**DATASET RECORDS**

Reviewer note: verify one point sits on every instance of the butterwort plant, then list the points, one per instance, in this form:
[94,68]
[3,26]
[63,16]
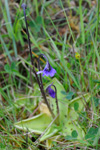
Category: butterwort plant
[47,71]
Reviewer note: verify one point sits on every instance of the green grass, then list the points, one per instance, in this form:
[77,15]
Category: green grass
[52,32]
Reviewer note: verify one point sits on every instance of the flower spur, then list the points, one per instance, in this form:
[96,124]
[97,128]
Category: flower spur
[48,70]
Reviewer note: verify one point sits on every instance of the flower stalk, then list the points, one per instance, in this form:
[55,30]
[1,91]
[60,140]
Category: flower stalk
[37,78]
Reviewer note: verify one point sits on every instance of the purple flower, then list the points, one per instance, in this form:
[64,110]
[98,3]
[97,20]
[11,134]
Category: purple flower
[48,70]
[50,91]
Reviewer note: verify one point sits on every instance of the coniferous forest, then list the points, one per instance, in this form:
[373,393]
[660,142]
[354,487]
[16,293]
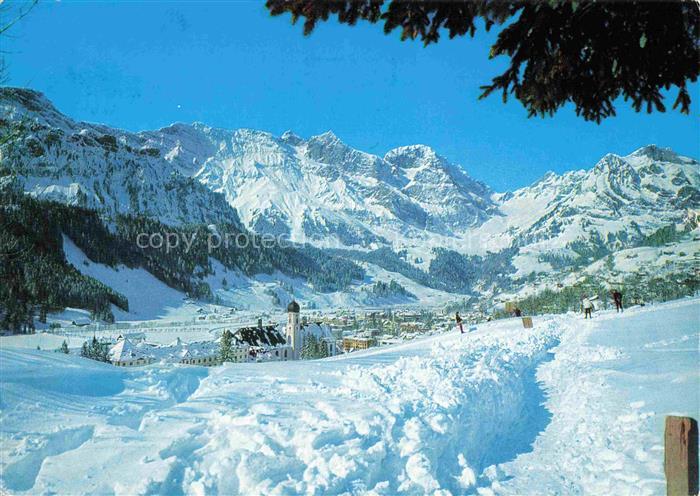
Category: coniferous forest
[37,279]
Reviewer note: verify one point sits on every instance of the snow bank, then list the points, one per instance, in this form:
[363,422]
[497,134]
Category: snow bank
[567,407]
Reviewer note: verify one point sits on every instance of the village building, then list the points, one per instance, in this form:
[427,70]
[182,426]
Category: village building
[125,354]
[299,332]
[263,343]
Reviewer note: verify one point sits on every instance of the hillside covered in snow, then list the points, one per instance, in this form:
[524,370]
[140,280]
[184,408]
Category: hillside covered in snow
[356,221]
[567,407]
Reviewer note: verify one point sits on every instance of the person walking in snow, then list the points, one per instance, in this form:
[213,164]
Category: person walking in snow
[458,319]
[587,307]
[617,298]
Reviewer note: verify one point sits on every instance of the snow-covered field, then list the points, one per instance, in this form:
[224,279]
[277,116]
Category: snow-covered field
[568,407]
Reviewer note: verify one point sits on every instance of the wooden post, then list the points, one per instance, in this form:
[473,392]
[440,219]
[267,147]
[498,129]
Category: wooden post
[681,456]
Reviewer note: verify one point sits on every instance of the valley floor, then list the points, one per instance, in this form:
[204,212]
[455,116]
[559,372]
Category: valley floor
[568,407]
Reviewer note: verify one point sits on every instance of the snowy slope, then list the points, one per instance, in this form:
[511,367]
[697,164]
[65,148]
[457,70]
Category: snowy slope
[611,205]
[450,414]
[98,167]
[322,191]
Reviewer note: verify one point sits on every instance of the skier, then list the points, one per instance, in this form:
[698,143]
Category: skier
[617,297]
[587,307]
[459,323]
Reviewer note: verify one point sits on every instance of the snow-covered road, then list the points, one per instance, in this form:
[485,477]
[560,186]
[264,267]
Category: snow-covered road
[566,407]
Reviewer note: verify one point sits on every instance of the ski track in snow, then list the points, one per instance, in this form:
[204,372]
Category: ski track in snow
[448,414]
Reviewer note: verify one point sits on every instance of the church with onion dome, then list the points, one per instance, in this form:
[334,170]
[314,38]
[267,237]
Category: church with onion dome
[298,332]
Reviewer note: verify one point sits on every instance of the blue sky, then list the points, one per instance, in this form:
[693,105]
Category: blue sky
[143,66]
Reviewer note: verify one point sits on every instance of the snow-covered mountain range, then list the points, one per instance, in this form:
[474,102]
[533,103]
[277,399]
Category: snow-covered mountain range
[322,191]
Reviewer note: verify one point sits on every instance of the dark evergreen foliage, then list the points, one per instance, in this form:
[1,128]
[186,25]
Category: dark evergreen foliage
[585,53]
[383,290]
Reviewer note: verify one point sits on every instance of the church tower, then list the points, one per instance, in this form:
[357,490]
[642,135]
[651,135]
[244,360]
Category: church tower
[294,329]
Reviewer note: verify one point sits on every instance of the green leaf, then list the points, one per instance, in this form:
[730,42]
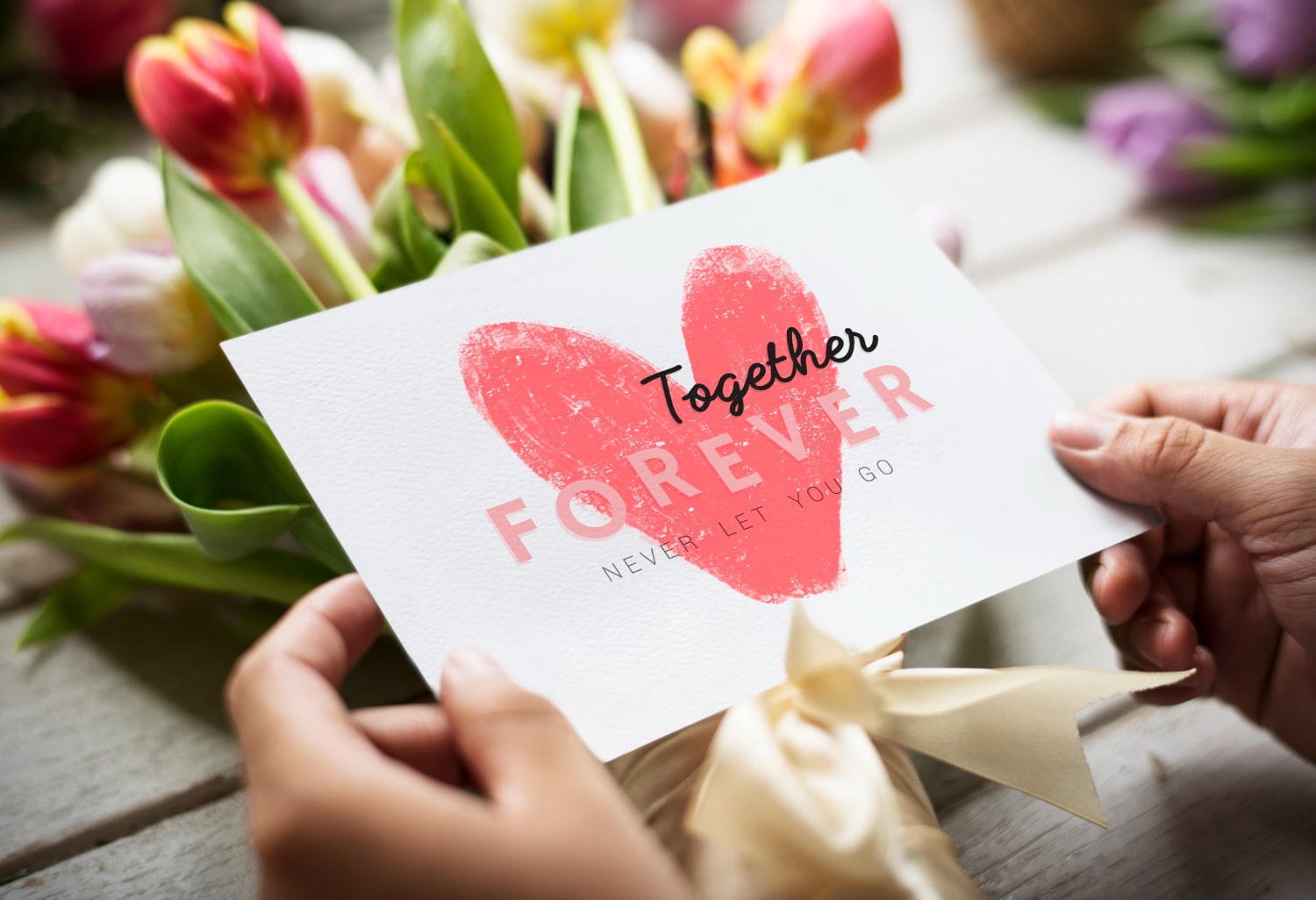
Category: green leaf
[470,249]
[697,181]
[447,76]
[1252,157]
[1179,32]
[586,179]
[1258,215]
[1289,105]
[245,281]
[400,239]
[476,207]
[176,560]
[1063,102]
[83,599]
[221,465]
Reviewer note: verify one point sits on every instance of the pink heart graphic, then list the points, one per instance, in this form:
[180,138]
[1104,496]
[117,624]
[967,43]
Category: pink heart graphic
[571,407]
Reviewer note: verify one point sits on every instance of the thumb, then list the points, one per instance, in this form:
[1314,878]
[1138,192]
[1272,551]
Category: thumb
[518,745]
[1168,462]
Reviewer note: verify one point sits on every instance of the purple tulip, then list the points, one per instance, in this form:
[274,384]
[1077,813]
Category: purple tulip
[1147,124]
[1268,39]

**PROBLEM**
Reproduce all of the data above with each "Reviewer note" replaced by "Annotator note" and everything else left unchanged. Leave the pictures out.

**REPLY TO THE TASK**
Annotator note: verify one point sits on every instance of the butterwort plant, then list the points, one per instance, in this form:
[94,68]
[3,26]
[63,16]
Category: butterwort plant
[47,71]
Annotator note: verify one point sits on every instance of the green grass, then list the points, one per instance, in this form:
[77,15]
Category: green grass
[52,32]
Annotator note: verify one point sits on every instance of the flower spur, then list the points, one per instance, in this form:
[96,124]
[97,128]
Category: flower spur
[48,70]
Annotator note: verify one point sits on every instance of the flower stalk, then list the points, one per instance, in this form:
[55,30]
[1,91]
[60,140]
Category: flower stalk
[37,78]
Annotator note: verify one point sits on every instance of the purple flower, then list the points, one per instance, in this form:
[64,110]
[98,3]
[97,20]
[11,134]
Category: purple flower
[48,70]
[50,91]
Annotator note: verify one point sits on every instance of the coniferous forest, then list the points, one per instance, in this form:
[373,393]
[660,142]
[354,487]
[16,293]
Category: coniferous forest
[37,279]
Annotator note: verify one point sits on every instance of the snow bank, then list the points, one per instance, in this form:
[363,422]
[497,134]
Category: snow bank
[567,407]
Annotator note: verify one point sits on every instance of the village building, then list the points, one per instance, in this form:
[427,70]
[182,426]
Category: village building
[125,354]
[299,332]
[263,343]
Annotator note: verify one point sits on every instance of the hillside covered in snow, then list the points, one per instance, in this form:
[524,370]
[140,280]
[184,408]
Category: hillside covered in snow
[356,221]
[567,407]
Annotator note: verify one point sits on every instance of the person walking in snow, then list the points, one per instance, in this form:
[213,164]
Category: person walking in snow
[458,319]
[587,307]
[617,298]
Annotator note: verify one point sits on every instance of the snow-covered field, then list the points, one per instance, in this form:
[224,279]
[277,116]
Category: snow-covered field
[568,407]
Annotator note: verify one point sits on every instance of the wooden post, then list the points, one per instance, in this form:
[473,392]
[440,219]
[267,147]
[498,129]
Category: wooden post
[681,456]
Annotator note: verify one point sits on every instance of the valley floor, then list the points, one per instance, in this form:
[204,212]
[455,116]
[559,372]
Category: valley floor
[568,407]
Annotator note: verify one point sits on every instance of the snowy slope, then list the points, one per instance, in this form:
[511,367]
[697,164]
[65,148]
[457,70]
Category: snowy slope
[611,205]
[450,414]
[98,167]
[322,191]
Annotator note: verify one point sits on every instance of the skier, then list the points, one per instance, in this form:
[698,143]
Category: skier
[617,297]
[587,307]
[459,323]
Annotator note: verify one point sits on every instance of the snow-covered road, then list the points, one per instance, in this form:
[485,477]
[560,186]
[264,267]
Category: snow-covered road
[566,407]
Annotator note: verify one point sits on every instance of the ski track in snow, then list the points, one per instance, in this form:
[204,372]
Category: ski track in snow
[448,414]
Annotator note: verify one point sits on every instance of the church with onion dome, then list the points, one per instance, in this form:
[334,170]
[314,38]
[267,237]
Category: church with onion dome
[298,332]
Annotator note: verify one point sits on every instance of the blue sky, then list the points, one per instance, in this form:
[693,105]
Category: blue sky
[143,66]
Annotator note: verify one point sits on every instance of the snow-covered mountain range, then list the points, one per instance, in this form:
[474,102]
[533,103]
[277,399]
Category: snow-covered mountain range
[322,191]
Annotator note: verify one point sits on every instance of the dark evergreen foliage, then list the points, one per instance, in this form:
[1,128]
[186,25]
Category: dark evergreen foliage
[585,53]
[383,290]
Annotator note: verify one point sits on every instance of the church tower, then list the points, one per instance, in this form:
[357,490]
[642,135]
[651,135]
[244,360]
Category: church tower
[294,329]
Annotator note: verify one point sits on every instance of the green leaf, then list the points, one per instance, in this form:
[730,42]
Category: green leaf
[470,249]
[697,181]
[447,76]
[1252,157]
[1179,32]
[586,179]
[1258,215]
[1289,105]
[245,281]
[400,239]
[476,207]
[176,560]
[1063,102]
[83,599]
[221,465]
Annotator note: verify one point sits on every instance of the pink heart graphic, then list the points, one per instance, in this form:
[180,138]
[1104,496]
[117,624]
[967,43]
Category: pink heart graphic
[571,407]
Annotator note: verify one point sits on every instance of the thumb, then list the points, one per instance, in this form:
[1314,878]
[1138,192]
[1272,551]
Category: thumb
[518,745]
[1168,462]
Annotator note: verify one point sits on every instance of the purple tulip, then list the points, one per instance, in this form:
[274,384]
[1077,813]
Category: purple tulip
[1147,124]
[1268,39]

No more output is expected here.